- **PASSAGE CITÉ**
Un texte signé Johannes Roger, Jérôme Vincent

USA - 1999 - Harmony Korine

retrospective

Julien Donkey Boy

Julien, débile léger, vit dans une famille peu banale. Sa sœur, à la fois figure maternelle compréhensive (en l’absence de vraie maman) et fille-mère fraîchement enceinte, est fascinée par la danse classique. Son frère s’imagine champion de lutte gréco-romaine. La grand-mère patauge grave dans la semoule. Toute cette smala est chapeautée d’une main de fer par une figure patriarcale dominatrice et cruelle (magistralement incarnée par un Werner Herzog surprenant, l’auteur d’AGUIRRE étant l’une des idoles de Korine). Ce père est obsédé par la réussite de sa progéniture.
JULIEN DONKEY BOY (Harmony Korine, USA, 2000) est un film Dogme, le premier tourné aux E.U. Vous le savez, cette charte de chasteté, instaurée par Lars Von Trier, impose un minimalisme cinématographique (tournage en vidéo, lumière naturelle, etc.…). On sait déjà que ce système peut aussi bien donner le meilleur (FESTEN), que le pire (LES IDIOTS, n’importe quoi pendant 2h00). Dans cette optique JULIEN DONKEY BOY est un paradoxe intéressant. En effet, si une certaine épuration est respectée, le film est aussi l’un des plus esthétisants dans le genre. Korine utilise des techniques que nous sommes plus habitués à voir dans des clips branchés ou dans des films de Wong Kar Wai : filage, jump cut, caméra espion collée sur les acteurs (technique aussi utilisée, cette fois à bon escient, dans le terrifiant SCHIZOPHRENIA de Gerard Kargl) saturation des couleurs et ajoutez à cela quelques références (APOCALYPSE NOW, LA NUIT DU CHASSEUR…). De plus, le récit multiplie les effets de montage expérimentaux aussi bien dans le domaine de l’image que dans celui du son. Cela déstabilise le spectateur et le prépare mieux à entrer dans l’univers schizophrénique et pathétique de Julien. Pari à moitié réussi.

- **CONSIGNE 1**
Résumez en deux phrases, s'il vous plaît, le texte consacré à Julien Donkey Boy.
Le texte et le listing n'ont aucun lien entre eux.

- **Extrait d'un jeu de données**
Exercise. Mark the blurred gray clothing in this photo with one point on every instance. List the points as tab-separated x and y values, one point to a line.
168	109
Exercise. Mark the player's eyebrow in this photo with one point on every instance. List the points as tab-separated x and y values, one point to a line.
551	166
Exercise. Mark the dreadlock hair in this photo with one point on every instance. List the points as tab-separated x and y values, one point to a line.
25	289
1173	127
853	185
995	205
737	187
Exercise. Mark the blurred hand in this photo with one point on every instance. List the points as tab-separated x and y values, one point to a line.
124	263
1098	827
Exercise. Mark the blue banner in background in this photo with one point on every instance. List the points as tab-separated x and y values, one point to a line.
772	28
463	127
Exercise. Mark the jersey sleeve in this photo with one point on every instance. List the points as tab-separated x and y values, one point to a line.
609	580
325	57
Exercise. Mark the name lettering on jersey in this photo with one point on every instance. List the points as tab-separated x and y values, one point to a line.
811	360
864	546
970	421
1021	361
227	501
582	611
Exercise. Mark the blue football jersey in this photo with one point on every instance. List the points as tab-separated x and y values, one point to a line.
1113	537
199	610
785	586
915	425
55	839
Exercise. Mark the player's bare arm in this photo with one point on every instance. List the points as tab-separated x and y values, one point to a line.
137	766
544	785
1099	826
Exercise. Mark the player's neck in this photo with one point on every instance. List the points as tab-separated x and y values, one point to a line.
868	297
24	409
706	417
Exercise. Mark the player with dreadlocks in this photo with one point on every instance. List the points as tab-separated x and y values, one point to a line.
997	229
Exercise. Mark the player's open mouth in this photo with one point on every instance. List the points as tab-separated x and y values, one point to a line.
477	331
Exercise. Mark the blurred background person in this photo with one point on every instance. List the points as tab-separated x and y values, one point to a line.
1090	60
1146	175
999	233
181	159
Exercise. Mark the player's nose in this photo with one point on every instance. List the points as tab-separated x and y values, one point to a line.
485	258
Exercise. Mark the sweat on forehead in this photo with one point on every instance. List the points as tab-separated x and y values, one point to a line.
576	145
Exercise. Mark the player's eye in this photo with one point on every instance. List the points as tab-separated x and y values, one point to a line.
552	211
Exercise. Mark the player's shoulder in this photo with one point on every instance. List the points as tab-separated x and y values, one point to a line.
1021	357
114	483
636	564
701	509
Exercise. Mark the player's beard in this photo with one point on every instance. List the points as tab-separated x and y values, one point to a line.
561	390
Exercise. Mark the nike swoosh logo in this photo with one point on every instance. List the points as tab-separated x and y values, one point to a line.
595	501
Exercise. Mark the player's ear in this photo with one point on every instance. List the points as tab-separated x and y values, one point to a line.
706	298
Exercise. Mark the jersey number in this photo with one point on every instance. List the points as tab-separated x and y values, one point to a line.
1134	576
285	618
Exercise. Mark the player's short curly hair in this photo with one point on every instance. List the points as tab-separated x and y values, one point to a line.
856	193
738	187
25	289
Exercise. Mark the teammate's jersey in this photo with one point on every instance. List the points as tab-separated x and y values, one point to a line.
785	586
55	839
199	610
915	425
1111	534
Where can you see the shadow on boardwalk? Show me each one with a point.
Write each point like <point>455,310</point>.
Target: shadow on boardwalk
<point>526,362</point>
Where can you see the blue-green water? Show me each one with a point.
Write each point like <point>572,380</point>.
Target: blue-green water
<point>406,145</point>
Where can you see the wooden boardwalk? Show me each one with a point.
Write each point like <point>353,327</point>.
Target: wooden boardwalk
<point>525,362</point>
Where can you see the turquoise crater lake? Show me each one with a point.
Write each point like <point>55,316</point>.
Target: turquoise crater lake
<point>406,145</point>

- **CONSIGNE 2**
Dans le listing, substituez "pier" à "boardwalk" depuis la ligne qui contient "Exercise. Mark the nike" jusqu'à la fin du listing, puis redonnez seulement ces lignes sans rien modifier d'autre.

- **RÉPONSE ATTENDUE 1**
Julien, débile léger, vit dans une famille peu banale menée d'une main de fer par un père cruel, obsédé par la réussite de ses enfants et incarné par Werner Herzog. Premier film Dogme tourné aux États-Unis, JULIEN DONKEY BOY respecte une certaine épuration tout en étant très esthétisant, et ses effets de montage expérimentaux déstabilisent le spectateur, pour un pari à moitié réussi.

- **RÉPONSE ATTENDUE 2**
Exercise. Mark the nike swoosh logo in this photo with one point on every instance. List the points as tab-separated x and y values, one point to a line.
595	501
Exercise. Mark the player's ear in this photo with one point on every instance. List the points as tab-separated x and y values, one point to a line.
706	298
Exercise. Mark the jersey number in this photo with one point on every instance. List the points as tab-separated x and y values, one point to a line.
1134	576
285	618
Exercise. Mark the player's short curly hair in this photo with one point on every instance. List the points as tab-separated x and y values, one point to a line.
856	193
738	187
25	289
Exercise. Mark the teammate's jersey in this photo with one point on every instance. List the points as tab-separated x and y values, one point to a line.
785	586
55	839
199	610
915	425
1111	534
Where can you see the shadow on pier? Show me each one with a point.
Write each point like <point>455,310</point>.
Target: shadow on pier
<point>526,362</point>
Where can you see the blue-green water? Show me each one with a point.
Write each point like <point>572,380</point>.
Target: blue-green water
<point>406,145</point>
Where can you see the wooden pier? Show me each one with a point.
Write each point like <point>353,327</point>.
Target: wooden pier
<point>525,362</point>
Where can you see the turquoise crater lake? Show me each one with a point.
Write each point like <point>55,316</point>.
Target: turquoise crater lake
<point>406,145</point>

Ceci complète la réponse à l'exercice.